• **SHORT TASK**
Output the lines of the listing below without any change, starting at the line that contains "Tag every instance of the bird's tail" and ending at the line that contains "Target: thin twig".

------ RECORDS

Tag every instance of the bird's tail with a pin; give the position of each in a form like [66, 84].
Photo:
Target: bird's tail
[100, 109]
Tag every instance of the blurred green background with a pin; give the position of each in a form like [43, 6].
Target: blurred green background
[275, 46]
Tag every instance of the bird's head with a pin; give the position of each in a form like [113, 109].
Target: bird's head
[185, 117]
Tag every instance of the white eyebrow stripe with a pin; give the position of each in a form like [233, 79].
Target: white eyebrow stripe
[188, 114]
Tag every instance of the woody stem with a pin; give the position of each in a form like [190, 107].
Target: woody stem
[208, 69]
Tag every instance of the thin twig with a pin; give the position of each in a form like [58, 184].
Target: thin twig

------------
------ RECORDS

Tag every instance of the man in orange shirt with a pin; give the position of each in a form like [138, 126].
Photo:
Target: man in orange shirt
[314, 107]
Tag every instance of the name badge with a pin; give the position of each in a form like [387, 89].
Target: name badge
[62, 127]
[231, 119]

------------

• **SOLUTION TO THIS TASK**
Tag every instance of the bird's tail with a pin; give the position of each in a form like [66, 84].
Photo:
Target: bird's tail
[100, 109]
Tag every instance of the blurred green background with a pin; give the position of each in a form like [43, 6].
Target: blurred green background
[275, 46]
Tag every instance of the bird's head with a pin; give the position of each in a form like [113, 109].
Target: bird's head
[185, 117]
Tag every instance of the white eyebrow stripe with a pin; give the position of each in a form like [233, 79].
Target: white eyebrow stripe
[188, 114]
Tag every instance of the woody stem with a pin; give the position of each in a form like [190, 107].
Target: woody stem
[208, 69]
Tag every instance of the thin twig with a pin; give the position of each in a form like [58, 184].
Target: thin twig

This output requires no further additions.